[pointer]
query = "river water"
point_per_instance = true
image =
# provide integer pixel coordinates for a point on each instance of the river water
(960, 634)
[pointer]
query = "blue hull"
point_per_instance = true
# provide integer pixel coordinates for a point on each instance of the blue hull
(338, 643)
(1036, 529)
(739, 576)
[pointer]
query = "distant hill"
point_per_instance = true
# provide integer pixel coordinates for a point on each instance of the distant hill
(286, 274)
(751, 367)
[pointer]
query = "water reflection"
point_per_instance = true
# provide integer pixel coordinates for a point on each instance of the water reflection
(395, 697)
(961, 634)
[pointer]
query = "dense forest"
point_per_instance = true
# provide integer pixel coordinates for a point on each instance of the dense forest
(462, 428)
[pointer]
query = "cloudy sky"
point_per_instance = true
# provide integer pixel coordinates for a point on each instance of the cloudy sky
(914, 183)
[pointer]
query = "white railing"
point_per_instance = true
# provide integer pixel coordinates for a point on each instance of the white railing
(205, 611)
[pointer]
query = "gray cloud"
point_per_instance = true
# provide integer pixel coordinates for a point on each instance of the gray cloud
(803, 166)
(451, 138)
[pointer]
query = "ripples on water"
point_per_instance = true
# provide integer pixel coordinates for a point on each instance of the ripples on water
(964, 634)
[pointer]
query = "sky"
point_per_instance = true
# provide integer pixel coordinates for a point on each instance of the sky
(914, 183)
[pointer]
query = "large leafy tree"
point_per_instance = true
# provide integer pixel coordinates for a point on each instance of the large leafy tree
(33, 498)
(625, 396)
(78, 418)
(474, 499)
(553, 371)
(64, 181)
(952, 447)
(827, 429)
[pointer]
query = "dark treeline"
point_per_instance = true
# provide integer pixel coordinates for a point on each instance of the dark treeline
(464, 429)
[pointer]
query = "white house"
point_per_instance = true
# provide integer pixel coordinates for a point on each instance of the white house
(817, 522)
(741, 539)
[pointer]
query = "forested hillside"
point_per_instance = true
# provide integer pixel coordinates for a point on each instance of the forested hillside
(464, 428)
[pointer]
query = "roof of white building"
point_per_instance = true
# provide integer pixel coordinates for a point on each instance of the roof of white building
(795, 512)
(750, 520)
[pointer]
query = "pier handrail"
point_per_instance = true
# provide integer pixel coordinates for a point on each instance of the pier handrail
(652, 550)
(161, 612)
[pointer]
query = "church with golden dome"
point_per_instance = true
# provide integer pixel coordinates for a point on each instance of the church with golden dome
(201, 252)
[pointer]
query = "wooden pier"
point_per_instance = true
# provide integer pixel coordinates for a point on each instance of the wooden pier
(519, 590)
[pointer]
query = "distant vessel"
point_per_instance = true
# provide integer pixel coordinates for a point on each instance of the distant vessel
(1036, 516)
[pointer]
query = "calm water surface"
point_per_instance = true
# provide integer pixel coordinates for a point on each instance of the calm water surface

__What you should do__
From the records above, extract each line exactly as shown.

__Expected answer__
[pointer]
query = "river water"
point_per_instance = true
image =
# provide integer pixel coordinates for a point on each instance of the river water
(960, 634)
[pointer]
query = "blue hull"
point_per_instance = true
# provide integer pixel coordinates for a point on each instance of the blue hull
(338, 643)
(1036, 529)
(739, 576)
[pointer]
query = "distant hill"
point_per_instance = true
# provide integer pixel coordinates for a point on each instance of the distant hill
(286, 274)
(751, 367)
[pointer]
query = "water reflection"
point_per_instance = true
# provide integer pixel coordinates for a point on each instance of the water reflection
(395, 697)
(961, 634)
[pointer]
query = "dense forest"
point_per_instance = true
# provide integer pixel coordinates for a point on each instance of the dense forest
(462, 428)
[pointer]
query = "cloudy sky"
point_per_instance = true
# provide integer pixel coordinates for a point on each instance of the cloudy sky
(914, 183)
[pointer]
query = "white railing"
point_per_instance = true
# provide integer pixel coordinates for a point on each instance of the white railing
(205, 611)
[pointer]
query = "gray cloud"
point_per_instance = true
# provide integer pixel coordinates for a point on each instance of the gray cloud
(803, 166)
(451, 138)
[pointer]
query = "ripples on water"
point_per_instance = true
# provide integer pixel coordinates for a point on each instance of the ripples on water
(964, 634)
[pointer]
query = "sky"
point_per_instance = true
# provide integer pixel coordinates for a point on each instance of the sky
(914, 183)
[pointer]
query = "large leafy tree"
point_per_instance = true
# provide integer pixel coordinates for a point on each instance of the large leafy tree
(33, 498)
(625, 396)
(78, 418)
(474, 499)
(553, 371)
(64, 181)
(952, 447)
(827, 429)
[pointer]
query = "dark treeline"
point_per_instance = true
# provide integer pixel coordinates for a point on each instance of the dark treeline
(464, 429)
[pointer]
query = "white house"
point_per_instance = true
# provide integer pixel coordinates for a point on each instance of the white house
(817, 522)
(741, 539)
[pointer]
query = "forested hillside"
point_per_instance = true
# provide integer pixel coordinates for a point on each instance of the forested hillside
(464, 428)
[pointer]
query = "roof of white building"
point_per_instance = true
# provide integer pixel coordinates for a point on each instance of the roof of white building
(795, 512)
(750, 520)
[pointer]
query = "pier handrail"
point_per_instance = true
# provide integer pixel coordinates for a point on each instance of the pier handrail
(652, 550)
(161, 612)
[pointer]
query = "church with golden dome"
point_per_instance = true
# provide integer pixel coordinates for a point on each instance of the church with golden dome
(201, 252)
[pointer]
query = "wooden pier"
point_per_instance = true
# provide integer pixel coordinates for a point on each instance of the wooden pier
(519, 590)
[pointer]
query = "distant vessel"
point_per_instance = true
# provide integer pixel coordinates for a point on each instance of the distant vessel
(1036, 516)
[pointer]
query = "calm water surface"
point_per_instance = true
# provide integer pixel coordinates for a point on each instance of the calm water surface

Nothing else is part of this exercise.